● TEXTO

....................

Folha de S. Paulo


Cientistas chineses criam macacas com DNA alterado

Cientistas chineses anunciaram anteontem ter conseguido manipular com precisão o DNA de primatas pela primeira vez. No experimento, descrito em estudo na revista "Cell", o grupo alterou genes de um par de macacas-caranguejeiras gêmeas.

A técnica de manipulação usada no trabalho, designada pela sigla CRISPR/Cas9, começou a ganhar popularidade entre cientistas no ano passado. O método permite essencialmente copiar e colar letras no DNA de uma célula, e alguns cientistas já falam em usá-la para tratar doenças hereditárias.

Cell Niu et al
As duas macacas-caranguejeiras geneticamente modificadas
As duas macacas-caranguejeiras geneticamente modificadas

Os cientistas chineses que alteraram o DNA de macacos, porém, não falam em uso humano ainda. A ideia é permitir a criação de modelos animais para estudo de doenças humanas complexas, que não podem ser simuladas em ratos ou camundongos.

No experimento descrito agora, os cientistas liderados por Jiahao Sha, da Universidade de Nanquim, inseriram mutações nos genes Ppar-gama –envolvido no controle do metabolismo– e Rag1 –envolvido no funcionamento do sistema imune.

....................

● DADOS FORNECIDOS

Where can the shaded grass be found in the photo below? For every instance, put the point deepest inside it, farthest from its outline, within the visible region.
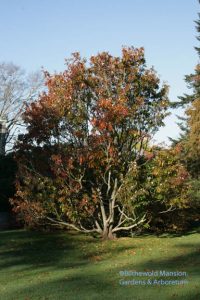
(64, 265)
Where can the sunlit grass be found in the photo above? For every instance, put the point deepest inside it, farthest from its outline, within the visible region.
(63, 265)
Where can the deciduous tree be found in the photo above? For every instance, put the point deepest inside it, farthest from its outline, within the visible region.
(85, 137)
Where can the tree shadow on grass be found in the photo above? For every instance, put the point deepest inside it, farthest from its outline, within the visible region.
(64, 270)
(28, 249)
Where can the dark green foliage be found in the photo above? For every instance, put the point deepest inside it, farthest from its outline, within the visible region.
(8, 170)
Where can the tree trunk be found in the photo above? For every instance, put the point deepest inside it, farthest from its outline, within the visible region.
(107, 233)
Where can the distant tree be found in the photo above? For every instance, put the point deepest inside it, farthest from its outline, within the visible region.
(85, 137)
(15, 88)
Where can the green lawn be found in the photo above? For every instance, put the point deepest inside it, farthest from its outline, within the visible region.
(66, 266)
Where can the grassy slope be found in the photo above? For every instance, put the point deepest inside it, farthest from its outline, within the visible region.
(72, 266)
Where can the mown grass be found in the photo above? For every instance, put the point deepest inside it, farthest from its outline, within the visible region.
(66, 266)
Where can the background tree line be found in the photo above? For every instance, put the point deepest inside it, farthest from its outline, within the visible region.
(86, 160)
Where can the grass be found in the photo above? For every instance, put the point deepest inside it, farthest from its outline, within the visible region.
(71, 266)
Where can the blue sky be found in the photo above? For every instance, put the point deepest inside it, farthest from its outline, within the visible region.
(36, 33)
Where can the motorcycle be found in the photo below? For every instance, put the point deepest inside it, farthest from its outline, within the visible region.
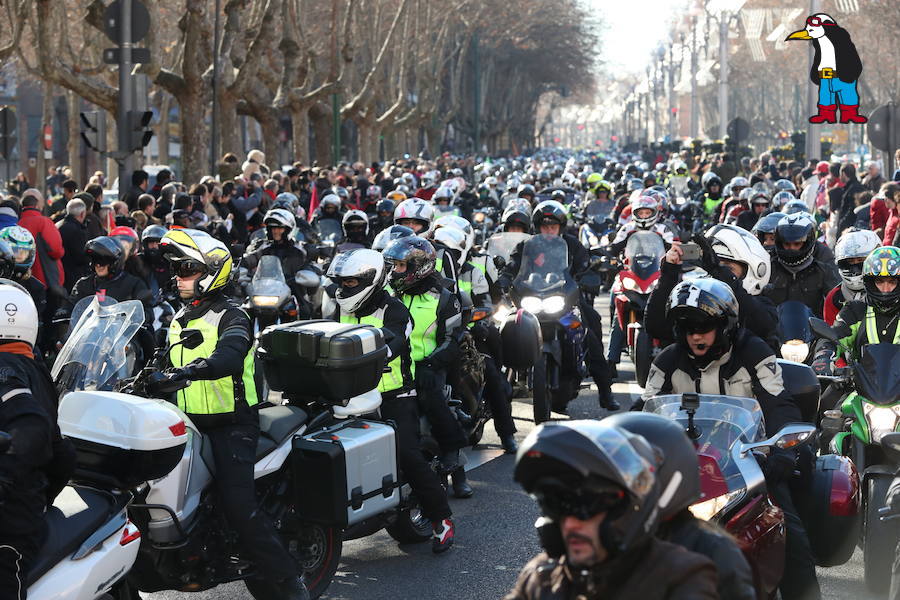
(870, 410)
(728, 432)
(545, 288)
(150, 457)
(631, 291)
(793, 331)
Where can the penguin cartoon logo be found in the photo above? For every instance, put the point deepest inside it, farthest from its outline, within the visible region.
(836, 69)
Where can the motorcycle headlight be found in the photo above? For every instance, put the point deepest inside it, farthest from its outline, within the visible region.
(708, 509)
(532, 304)
(629, 284)
(265, 301)
(554, 304)
(881, 419)
(795, 350)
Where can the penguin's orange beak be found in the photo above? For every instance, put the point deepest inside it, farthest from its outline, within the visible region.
(799, 35)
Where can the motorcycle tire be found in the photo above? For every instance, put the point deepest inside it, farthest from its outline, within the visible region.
(643, 357)
(317, 550)
(880, 537)
(540, 394)
(411, 526)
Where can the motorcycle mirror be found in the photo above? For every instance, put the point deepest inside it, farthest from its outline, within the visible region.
(822, 330)
(891, 444)
(307, 278)
(191, 338)
(790, 436)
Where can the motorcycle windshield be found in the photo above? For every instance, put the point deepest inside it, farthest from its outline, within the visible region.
(503, 244)
(643, 251)
(722, 421)
(793, 321)
(877, 374)
(329, 230)
(269, 279)
(545, 265)
(98, 347)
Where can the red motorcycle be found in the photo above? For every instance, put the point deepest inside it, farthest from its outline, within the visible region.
(631, 290)
(728, 432)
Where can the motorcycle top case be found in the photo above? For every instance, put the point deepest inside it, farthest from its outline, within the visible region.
(121, 440)
(334, 361)
(346, 473)
(831, 510)
(521, 340)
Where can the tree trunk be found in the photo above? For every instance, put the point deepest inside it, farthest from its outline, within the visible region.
(73, 138)
(300, 134)
(46, 119)
(162, 138)
(321, 122)
(194, 148)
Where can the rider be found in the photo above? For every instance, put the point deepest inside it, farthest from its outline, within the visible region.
(850, 252)
(437, 324)
(598, 494)
(222, 368)
(361, 298)
(796, 273)
(39, 461)
(712, 354)
(680, 472)
(549, 218)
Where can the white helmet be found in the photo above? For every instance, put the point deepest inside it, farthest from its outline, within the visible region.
(21, 321)
(364, 265)
(854, 244)
(739, 245)
(460, 224)
(417, 209)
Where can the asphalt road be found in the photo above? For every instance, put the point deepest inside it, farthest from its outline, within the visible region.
(495, 537)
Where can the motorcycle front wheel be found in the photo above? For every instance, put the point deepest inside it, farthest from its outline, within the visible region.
(540, 384)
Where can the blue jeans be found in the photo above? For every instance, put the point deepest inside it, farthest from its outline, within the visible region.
(834, 91)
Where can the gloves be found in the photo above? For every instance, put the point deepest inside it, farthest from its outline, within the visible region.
(821, 364)
(709, 260)
(780, 466)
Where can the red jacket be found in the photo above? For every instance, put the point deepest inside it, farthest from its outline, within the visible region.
(42, 227)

....................

● O QUE FAZER
Troque "mutações" por "alterações" e escreva de novo o trecho da reportagem sobre as macacas geneticamente modificadas entre "No experimento descrito" e "do sistema imune.", inclusive.

● SUA RESPOSTA
No experimento descrito agora, os cientistas liderados por Jiahao Sha, da Universidade de Nanquim, inseriram alterações nos genes Ppar-gama –envolvido no controle do metabolismo– e Rag1 –envolvido no funcionamento do sistema imune.